Der Splitter im Auge des anderen und der Balken im eigenen Auge
zu Lk 6, 39–45, 8. So. i.Jk.-C
Jesus fordert uns in seiner Predigt im Evangelium auf, uns selbst kritisch zu hinterfragen mit der eindringlichen Frage: „Warum siehst du den Splitter im Auge deines Nächsten, erkennst aber den Balken im eigenen Auge nicht?“
Auch in den Sprüchen heißt es: „Jeder Weg eines Menschen ist recht in seinen Augen, aber der HERR prüft die Herzen.“ Sprüche 21,2 Diese Worte berühren eine tiefe Wahrheit: Wir Menschen neigen dazu, unsere eigenen Handlungen zu rechtfertigen, während Gott unsere wahren Absichten und verborgenen Fehler erkennt.
Warum fällt es uns so schwer, den eigenen Balken zu sehen? Es ist nicht bloß böser Wille, sondern eine Eigenart unseres Menschseins. Wir tragen einen blinden Fleck in unserer Wahrnehmung. Unser Blick ist nach außen gerichtet, und um uns selbst zu betrachten, benötigen wir einen Spiegel. Manchmal können andere Menschen für uns dieser Spiegel sein – auch wenn ihr Bild von uns manchmal verzerrt erscheinen mag.

AUFGABENSTELLUNG A: Schreiben Sie aus dem Predigttext den Abschnitt wortgetreu ab, der bei „Warum fällt es“ beginnt und bei „verzerrt erscheinen mag.“ endet.
AUFGABENSTELLUNG B: Welche Bibelstelle nennt der Predigttext als Quelle für das Zitat aus den Sprüchen?
Die Daten stehen in keinem Zusammenhang mit dem Predigttext.

(Datensätze aus einem Datenbestand)
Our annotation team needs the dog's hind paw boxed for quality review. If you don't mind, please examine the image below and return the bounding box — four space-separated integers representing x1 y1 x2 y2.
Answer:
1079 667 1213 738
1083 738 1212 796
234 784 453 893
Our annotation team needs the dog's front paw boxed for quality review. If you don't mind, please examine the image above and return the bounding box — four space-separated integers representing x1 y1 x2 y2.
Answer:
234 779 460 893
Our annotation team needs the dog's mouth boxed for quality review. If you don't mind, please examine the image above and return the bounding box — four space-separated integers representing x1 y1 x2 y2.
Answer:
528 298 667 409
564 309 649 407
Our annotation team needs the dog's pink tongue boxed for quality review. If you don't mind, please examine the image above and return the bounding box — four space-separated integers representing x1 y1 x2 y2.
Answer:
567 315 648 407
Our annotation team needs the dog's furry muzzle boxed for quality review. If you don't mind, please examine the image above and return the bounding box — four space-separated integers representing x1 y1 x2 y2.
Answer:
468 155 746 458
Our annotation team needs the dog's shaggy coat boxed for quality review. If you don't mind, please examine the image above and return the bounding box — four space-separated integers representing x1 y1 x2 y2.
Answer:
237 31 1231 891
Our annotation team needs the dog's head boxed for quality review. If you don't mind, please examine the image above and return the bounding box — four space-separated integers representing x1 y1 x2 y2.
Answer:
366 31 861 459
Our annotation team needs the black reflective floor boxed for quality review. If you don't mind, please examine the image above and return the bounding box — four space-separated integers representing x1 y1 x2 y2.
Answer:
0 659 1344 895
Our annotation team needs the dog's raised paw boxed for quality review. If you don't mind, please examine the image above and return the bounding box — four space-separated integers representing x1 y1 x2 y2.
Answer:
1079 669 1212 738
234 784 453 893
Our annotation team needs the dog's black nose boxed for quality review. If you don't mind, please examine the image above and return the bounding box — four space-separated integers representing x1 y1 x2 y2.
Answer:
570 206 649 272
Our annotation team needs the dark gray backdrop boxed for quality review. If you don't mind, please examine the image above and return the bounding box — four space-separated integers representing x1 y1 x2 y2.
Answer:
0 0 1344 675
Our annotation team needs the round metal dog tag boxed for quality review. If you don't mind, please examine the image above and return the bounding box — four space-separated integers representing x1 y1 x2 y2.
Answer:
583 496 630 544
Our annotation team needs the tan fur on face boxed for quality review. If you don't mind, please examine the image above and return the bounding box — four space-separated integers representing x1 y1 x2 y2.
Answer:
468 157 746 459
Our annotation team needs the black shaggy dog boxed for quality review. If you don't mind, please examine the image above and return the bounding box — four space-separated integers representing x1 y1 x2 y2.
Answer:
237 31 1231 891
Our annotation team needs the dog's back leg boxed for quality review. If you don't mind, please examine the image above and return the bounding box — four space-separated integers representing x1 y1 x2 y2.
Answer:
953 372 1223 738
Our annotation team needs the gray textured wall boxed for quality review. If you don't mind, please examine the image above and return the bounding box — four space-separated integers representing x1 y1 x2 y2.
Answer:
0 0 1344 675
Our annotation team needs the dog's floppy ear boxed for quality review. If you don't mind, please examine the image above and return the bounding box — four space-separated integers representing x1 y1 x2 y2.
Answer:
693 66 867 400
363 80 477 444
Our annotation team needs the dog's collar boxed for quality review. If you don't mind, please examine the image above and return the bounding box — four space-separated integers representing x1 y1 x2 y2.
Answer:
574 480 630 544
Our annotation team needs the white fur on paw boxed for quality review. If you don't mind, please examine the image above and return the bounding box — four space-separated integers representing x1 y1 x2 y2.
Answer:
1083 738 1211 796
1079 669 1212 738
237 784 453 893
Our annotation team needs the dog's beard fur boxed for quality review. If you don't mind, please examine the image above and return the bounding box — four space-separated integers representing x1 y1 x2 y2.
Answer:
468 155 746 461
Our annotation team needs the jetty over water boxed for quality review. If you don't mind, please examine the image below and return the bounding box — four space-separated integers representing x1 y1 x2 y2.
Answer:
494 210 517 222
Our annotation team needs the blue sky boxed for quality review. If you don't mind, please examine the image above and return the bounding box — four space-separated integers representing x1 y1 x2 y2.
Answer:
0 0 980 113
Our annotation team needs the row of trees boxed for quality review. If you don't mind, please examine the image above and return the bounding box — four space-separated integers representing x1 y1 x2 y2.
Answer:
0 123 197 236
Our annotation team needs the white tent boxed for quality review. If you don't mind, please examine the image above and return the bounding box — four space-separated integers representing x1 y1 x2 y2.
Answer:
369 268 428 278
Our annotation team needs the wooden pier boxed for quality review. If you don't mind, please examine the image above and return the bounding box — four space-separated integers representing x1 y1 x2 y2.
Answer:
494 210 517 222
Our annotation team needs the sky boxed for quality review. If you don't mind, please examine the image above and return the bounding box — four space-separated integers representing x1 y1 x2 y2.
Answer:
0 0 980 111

LÖSUNG A:
Warum fällt es uns so schwer, den eigenen Balken zu sehen? Es ist nicht bloß böser Wille, sondern eine Eigenart unseres Menschseins. Wir tragen einen blinden Fleck in unserer Wahrnehmung. Unser Blick ist nach außen gerichtet, und um uns selbst zu betrachten, benötigen wir einen Spiegel. Manchmal können andere Menschen für uns dieser Spiegel sein – auch wenn ihr Bild von uns manchmal verzerrt erscheinen mag.

LÖSUNG B: Sprüche 21,2